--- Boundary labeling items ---
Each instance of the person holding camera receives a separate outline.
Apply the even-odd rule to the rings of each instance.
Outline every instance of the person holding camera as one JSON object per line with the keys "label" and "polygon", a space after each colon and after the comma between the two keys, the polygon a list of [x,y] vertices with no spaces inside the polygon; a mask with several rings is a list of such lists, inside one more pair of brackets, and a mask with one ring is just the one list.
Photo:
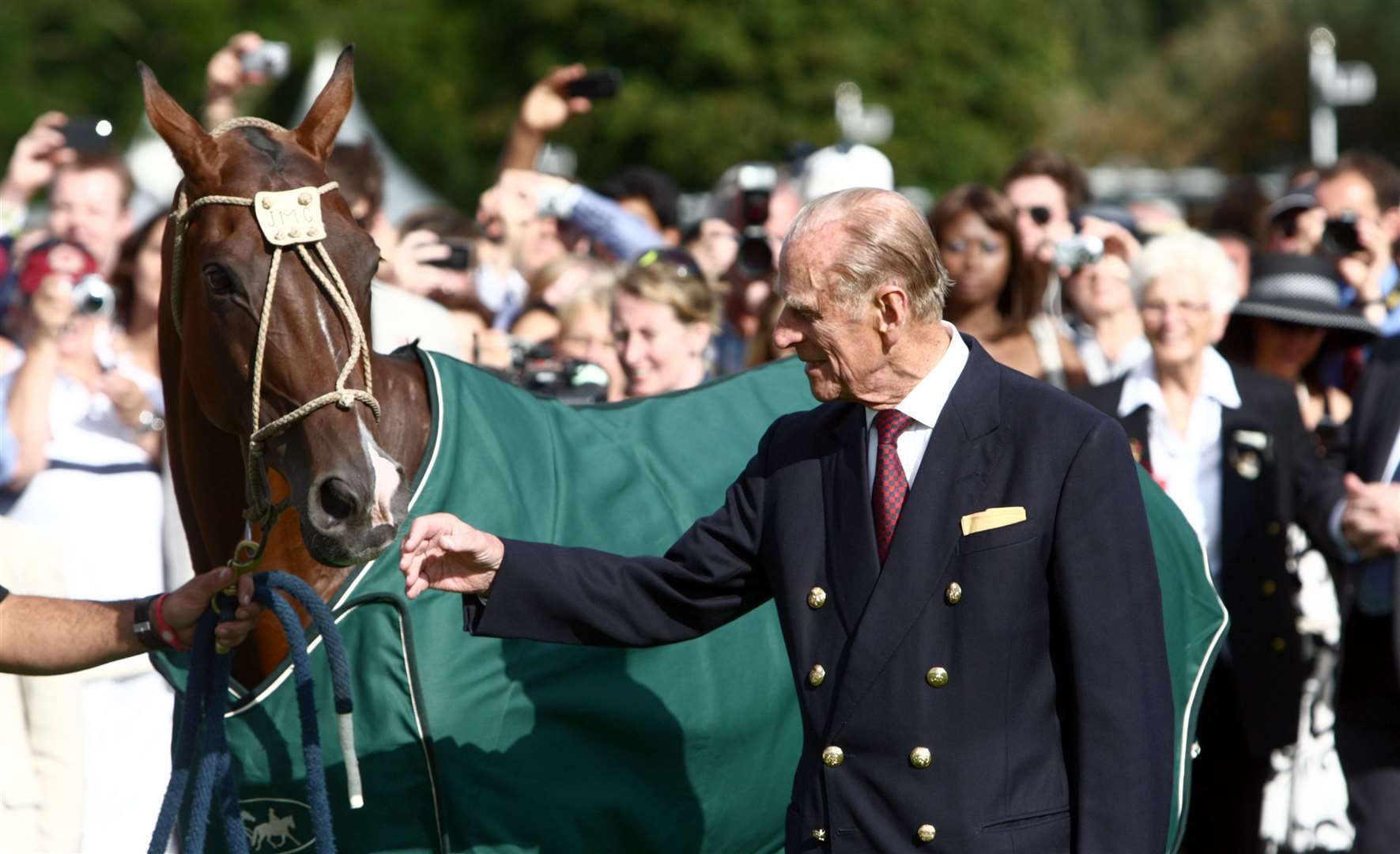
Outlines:
{"label": "person holding camera", "polygon": [[1322,171],[1317,206],[1298,217],[1298,251],[1337,265],[1352,302],[1382,335],[1400,333],[1400,169],[1369,151],[1348,151]]}
{"label": "person holding camera", "polygon": [[1130,267],[1142,245],[1126,225],[1099,217],[1084,217],[1079,232],[1102,241],[1103,253],[1070,270],[1064,301],[1072,312],[1070,333],[1084,371],[1099,385],[1117,379],[1151,353],[1128,287]]}
{"label": "person holding camera", "polygon": [[[59,543],[67,594],[126,601],[165,587],[160,381],[112,354],[115,293],[81,246],[50,241],[20,272],[20,367],[0,378],[18,462],[6,515]],[[115,669],[112,669],[115,666]],[[81,687],[83,832],[150,832],[169,774],[171,690],[144,658]]]}
{"label": "person holding camera", "polygon": [[1009,368],[1058,388],[1084,385],[1074,344],[1040,312],[1011,202],[987,185],[965,183],[938,202],[930,225],[955,283],[948,321]]}

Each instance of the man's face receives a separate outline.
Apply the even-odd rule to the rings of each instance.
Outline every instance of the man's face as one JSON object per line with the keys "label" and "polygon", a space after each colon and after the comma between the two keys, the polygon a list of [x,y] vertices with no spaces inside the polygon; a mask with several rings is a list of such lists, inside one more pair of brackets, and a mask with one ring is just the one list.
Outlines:
{"label": "man's face", "polygon": [[1336,178],[1323,181],[1316,189],[1317,207],[1327,211],[1327,218],[1341,214],[1357,214],[1364,220],[1379,221],[1380,204],[1376,202],[1376,190],[1371,182],[1355,172],[1343,172]]}
{"label": "man's face", "polygon": [[63,169],[53,179],[49,204],[49,231],[85,246],[109,276],[132,230],[122,206],[122,179],[109,169]]}
{"label": "man's face", "polygon": [[1068,237],[1070,206],[1064,190],[1047,175],[1025,175],[1007,185],[1007,197],[1016,207],[1021,252],[1026,258],[1047,239]]}
{"label": "man's face", "polygon": [[829,234],[830,228],[818,230],[801,246],[788,249],[780,284],[784,305],[773,344],[797,351],[818,400],[864,400],[885,365],[883,339],[872,305],[862,302],[853,309],[830,293],[827,270],[844,239]]}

--- TASK BRIEF ---
Reproduce each entry precisely, dropping only the pictures.

--- SOLUTION FOR THIS PROBLEM ---
Each instance of the person holding camera receives a separate outline.
Apply the even-odd rule to the rings of each instance.
Outline every instance of the person holding camera as one JSON object per line with the keys "label" and "polygon", a space after each colon and after the comma between the two keys, the polygon a list of [x,y] vertices with no spaces inside the polygon; a mask with several rings is a list of such lists, inside one more pair of brackets, and a mask with one ring is just the one list.
Photo:
Outlines:
{"label": "person holding camera", "polygon": [[1322,171],[1317,206],[1298,217],[1298,251],[1337,265],[1352,302],[1382,335],[1400,333],[1400,169],[1369,151],[1348,151]]}
{"label": "person holding camera", "polygon": [[1130,267],[1142,245],[1126,225],[1099,217],[1084,217],[1079,232],[1102,241],[1103,253],[1070,270],[1064,301],[1072,312],[1070,333],[1084,371],[1099,385],[1117,379],[1151,353],[1128,287]]}
{"label": "person holding camera", "polygon": [[[59,543],[67,594],[126,601],[165,587],[160,381],[112,354],[115,293],[81,246],[50,241],[20,272],[20,367],[0,378],[18,462],[6,515]],[[115,669],[112,669],[115,666]],[[81,687],[83,832],[150,832],[169,774],[171,690],[144,658]]]}
{"label": "person holding camera", "polygon": [[1009,368],[1058,388],[1084,385],[1074,344],[1040,312],[1011,202],[987,185],[965,183],[938,202],[930,225],[955,283],[948,321]]}

Each instance of the man's face receives a separate outline.
Apply the even-odd rule to the rings of each instance.
Outline every instance of the man's face as one JSON object per line with the keys "label" and "polygon", a space after each colon and after the comma between the two keys, the polygon a list of [x,y] vertices with no spaces inside the polygon; a mask with several rings is a list of such lists, inside one more pair of brackets, and a mask with one ring is just the one list.
Outlines:
{"label": "man's face", "polygon": [[1336,178],[1323,181],[1316,189],[1317,207],[1327,211],[1327,218],[1341,214],[1357,214],[1364,220],[1379,221],[1380,204],[1376,202],[1376,190],[1371,182],[1355,172],[1343,172]]}
{"label": "man's face", "polygon": [[63,169],[53,179],[49,204],[49,231],[85,246],[109,276],[132,230],[122,206],[122,179],[109,169]]}
{"label": "man's face", "polygon": [[1068,237],[1070,206],[1064,190],[1047,175],[1025,175],[1007,185],[1007,197],[1016,207],[1021,252],[1026,258],[1047,239]]}
{"label": "man's face", "polygon": [[829,234],[830,228],[818,230],[801,246],[788,249],[780,284],[784,305],[773,344],[797,351],[818,400],[864,400],[885,365],[883,339],[872,305],[862,302],[853,309],[830,293],[827,270],[844,239]]}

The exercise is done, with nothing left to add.